The request:
Write out every item below word for word, leaving out the pictures.
----- Supplied data -----
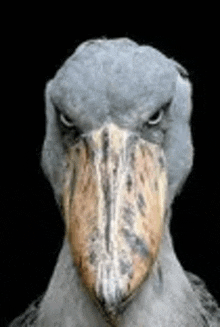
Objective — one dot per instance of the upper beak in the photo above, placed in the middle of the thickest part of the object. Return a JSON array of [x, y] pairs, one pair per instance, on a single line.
[[114, 204]]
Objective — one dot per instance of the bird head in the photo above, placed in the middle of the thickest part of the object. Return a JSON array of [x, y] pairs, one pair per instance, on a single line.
[[117, 150]]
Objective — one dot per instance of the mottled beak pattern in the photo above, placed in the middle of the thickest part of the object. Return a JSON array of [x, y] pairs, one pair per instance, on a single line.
[[114, 206]]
-----
Answer for the task:
Objective — one dot per instance of the upper beak in the photo above, placed in the middle of the thickest part of the object. Return a JSON array of [x, y] pairs, one pair per instance, on a single line.
[[114, 204]]
Objective — one dot per instance of the bird head in the photo above, placed in the middle of the thickest part of the object. Return a JSON array of [x, y] pairs, one pair per instance, on a single line.
[[117, 150]]
Objective — one dot per instance of the mottled beak pattern in the photo above, placed in the middle of the thickest part of the object. Return a JSON array of [x, y] pairs, one pair per instance, on a single line.
[[114, 206]]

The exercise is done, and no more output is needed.